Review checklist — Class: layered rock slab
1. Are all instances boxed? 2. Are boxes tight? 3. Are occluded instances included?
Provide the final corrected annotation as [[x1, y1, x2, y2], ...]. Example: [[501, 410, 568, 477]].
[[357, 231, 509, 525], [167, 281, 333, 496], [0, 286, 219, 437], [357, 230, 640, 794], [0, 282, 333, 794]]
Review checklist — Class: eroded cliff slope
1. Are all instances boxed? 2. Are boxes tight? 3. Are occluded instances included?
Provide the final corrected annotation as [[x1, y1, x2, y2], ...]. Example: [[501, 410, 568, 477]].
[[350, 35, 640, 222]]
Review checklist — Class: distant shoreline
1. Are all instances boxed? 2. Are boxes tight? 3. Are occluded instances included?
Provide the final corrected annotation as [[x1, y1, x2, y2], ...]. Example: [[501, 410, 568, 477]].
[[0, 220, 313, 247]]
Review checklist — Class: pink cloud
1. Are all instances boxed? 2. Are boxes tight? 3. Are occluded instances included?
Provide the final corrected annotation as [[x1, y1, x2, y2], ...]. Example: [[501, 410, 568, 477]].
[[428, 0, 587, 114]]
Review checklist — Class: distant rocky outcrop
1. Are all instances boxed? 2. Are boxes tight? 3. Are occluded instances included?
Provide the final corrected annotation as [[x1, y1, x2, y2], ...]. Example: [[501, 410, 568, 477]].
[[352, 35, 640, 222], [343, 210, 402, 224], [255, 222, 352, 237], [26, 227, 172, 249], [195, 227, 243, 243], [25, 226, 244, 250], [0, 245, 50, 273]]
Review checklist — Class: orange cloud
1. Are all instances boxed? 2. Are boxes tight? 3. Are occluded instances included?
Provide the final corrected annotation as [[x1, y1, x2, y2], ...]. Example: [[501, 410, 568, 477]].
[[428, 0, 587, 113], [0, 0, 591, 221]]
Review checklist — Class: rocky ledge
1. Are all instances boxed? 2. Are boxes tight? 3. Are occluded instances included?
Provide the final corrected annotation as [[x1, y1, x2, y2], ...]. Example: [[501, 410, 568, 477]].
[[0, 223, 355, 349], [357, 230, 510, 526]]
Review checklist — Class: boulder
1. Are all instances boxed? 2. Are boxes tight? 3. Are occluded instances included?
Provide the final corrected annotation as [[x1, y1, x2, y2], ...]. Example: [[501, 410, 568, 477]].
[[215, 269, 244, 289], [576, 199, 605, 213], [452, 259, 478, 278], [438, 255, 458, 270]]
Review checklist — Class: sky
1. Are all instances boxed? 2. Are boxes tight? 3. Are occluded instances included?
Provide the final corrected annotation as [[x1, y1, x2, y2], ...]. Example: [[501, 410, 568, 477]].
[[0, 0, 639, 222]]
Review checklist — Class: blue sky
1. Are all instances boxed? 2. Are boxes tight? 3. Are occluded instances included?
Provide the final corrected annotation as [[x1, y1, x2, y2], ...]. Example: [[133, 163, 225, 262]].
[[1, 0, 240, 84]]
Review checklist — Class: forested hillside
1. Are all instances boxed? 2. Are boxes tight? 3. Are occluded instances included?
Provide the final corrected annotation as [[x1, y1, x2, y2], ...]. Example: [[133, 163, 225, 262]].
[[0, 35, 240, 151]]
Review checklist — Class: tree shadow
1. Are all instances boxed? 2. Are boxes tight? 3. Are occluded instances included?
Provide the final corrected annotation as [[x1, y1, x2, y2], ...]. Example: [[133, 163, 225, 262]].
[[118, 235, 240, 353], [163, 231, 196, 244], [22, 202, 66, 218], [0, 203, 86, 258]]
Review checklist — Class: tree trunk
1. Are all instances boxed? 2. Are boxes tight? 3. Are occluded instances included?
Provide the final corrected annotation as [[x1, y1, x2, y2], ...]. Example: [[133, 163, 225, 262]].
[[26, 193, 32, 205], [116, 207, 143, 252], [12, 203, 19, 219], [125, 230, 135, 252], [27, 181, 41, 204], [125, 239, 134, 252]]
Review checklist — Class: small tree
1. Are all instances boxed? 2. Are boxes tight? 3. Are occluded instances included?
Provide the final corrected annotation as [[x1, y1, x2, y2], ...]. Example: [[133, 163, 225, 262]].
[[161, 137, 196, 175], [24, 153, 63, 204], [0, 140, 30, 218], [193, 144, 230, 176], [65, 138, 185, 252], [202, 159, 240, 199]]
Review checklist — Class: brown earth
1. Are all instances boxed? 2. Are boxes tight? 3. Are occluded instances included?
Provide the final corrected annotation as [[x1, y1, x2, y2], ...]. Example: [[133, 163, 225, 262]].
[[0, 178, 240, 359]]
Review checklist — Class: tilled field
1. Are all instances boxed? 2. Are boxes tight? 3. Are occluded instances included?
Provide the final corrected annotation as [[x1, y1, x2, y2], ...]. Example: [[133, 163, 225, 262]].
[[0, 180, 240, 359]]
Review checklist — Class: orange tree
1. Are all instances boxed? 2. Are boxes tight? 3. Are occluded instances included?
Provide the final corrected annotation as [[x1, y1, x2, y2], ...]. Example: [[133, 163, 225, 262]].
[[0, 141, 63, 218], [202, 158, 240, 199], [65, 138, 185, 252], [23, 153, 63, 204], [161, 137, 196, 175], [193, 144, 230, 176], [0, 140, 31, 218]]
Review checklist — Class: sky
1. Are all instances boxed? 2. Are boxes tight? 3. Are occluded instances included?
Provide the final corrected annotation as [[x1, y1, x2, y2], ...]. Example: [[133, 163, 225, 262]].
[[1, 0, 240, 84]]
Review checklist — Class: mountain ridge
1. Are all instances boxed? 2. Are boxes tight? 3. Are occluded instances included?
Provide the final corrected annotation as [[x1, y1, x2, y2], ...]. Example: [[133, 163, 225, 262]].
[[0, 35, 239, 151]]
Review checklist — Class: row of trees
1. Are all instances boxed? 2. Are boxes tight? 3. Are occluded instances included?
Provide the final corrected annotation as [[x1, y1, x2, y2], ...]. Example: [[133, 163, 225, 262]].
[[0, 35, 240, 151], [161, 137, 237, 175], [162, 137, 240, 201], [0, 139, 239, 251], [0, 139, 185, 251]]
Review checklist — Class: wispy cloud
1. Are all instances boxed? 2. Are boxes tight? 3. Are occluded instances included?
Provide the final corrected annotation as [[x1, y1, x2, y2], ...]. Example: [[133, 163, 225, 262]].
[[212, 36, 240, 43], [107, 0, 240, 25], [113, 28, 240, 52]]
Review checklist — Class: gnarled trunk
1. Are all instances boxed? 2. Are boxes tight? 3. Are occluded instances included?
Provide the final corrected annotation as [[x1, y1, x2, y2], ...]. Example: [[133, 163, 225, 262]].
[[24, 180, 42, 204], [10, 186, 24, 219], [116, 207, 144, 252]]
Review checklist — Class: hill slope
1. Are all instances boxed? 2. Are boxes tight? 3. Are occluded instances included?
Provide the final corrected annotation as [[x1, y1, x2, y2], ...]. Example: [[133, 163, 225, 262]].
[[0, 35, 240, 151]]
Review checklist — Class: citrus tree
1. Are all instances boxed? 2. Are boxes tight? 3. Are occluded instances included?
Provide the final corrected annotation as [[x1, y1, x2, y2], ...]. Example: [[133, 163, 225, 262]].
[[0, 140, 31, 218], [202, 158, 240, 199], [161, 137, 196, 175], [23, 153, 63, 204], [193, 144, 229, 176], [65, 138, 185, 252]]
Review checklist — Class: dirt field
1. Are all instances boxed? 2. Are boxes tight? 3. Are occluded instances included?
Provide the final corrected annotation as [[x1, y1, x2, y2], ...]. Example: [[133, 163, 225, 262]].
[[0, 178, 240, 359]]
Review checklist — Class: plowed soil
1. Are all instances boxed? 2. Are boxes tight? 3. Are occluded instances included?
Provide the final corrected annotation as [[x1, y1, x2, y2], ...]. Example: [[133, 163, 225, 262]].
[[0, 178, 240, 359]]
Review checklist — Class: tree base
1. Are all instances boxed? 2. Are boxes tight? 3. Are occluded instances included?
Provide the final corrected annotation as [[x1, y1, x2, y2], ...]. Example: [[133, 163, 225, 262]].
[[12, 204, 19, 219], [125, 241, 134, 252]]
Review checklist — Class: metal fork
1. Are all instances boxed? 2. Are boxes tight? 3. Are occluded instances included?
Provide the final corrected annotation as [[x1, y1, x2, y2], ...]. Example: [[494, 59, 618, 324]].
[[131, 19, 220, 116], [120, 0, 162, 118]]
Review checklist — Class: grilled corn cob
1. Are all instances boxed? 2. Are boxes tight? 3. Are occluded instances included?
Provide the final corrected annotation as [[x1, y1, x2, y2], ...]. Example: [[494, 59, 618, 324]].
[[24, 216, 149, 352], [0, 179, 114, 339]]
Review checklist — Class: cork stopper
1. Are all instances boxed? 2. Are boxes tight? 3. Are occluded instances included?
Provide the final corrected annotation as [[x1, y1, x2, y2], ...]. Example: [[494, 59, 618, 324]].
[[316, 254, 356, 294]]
..........
WHAT IS BEING ASKED | Which lines of the material above hold the string "trunk"? Pull them out.

ANSWER TO THE EXERCISE |
Review checklist — Class: tree trunk
Review checklist — Class: gnarled trunk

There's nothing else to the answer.